• Task item: Considering the entries that follow, report how many lines include the string "this", giving the number alone.

• Data for the task:
○ ○ ○ ○ ○ ○ ○

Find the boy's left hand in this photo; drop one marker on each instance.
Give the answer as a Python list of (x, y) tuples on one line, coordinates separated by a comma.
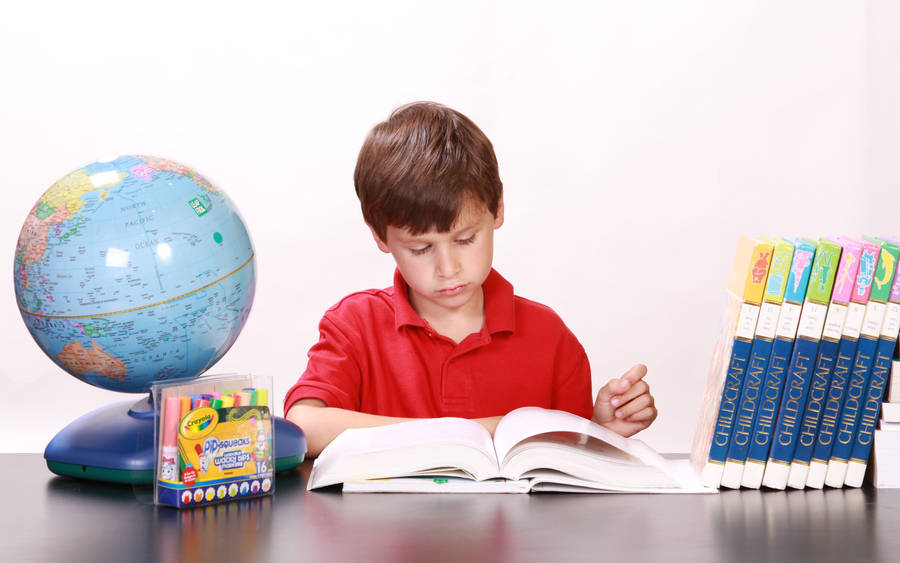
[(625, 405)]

○ ○ ○ ○ ○ ○ ○

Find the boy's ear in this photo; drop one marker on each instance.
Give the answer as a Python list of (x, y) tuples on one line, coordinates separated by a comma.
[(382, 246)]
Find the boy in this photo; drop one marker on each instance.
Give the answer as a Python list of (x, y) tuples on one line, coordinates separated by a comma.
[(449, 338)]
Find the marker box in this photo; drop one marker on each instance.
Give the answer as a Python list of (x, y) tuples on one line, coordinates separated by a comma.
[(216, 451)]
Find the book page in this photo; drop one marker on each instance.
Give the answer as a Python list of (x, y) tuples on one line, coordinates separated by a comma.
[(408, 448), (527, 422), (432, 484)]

○ ○ ○ ○ ○ ○ ○

• Completed exercise: 5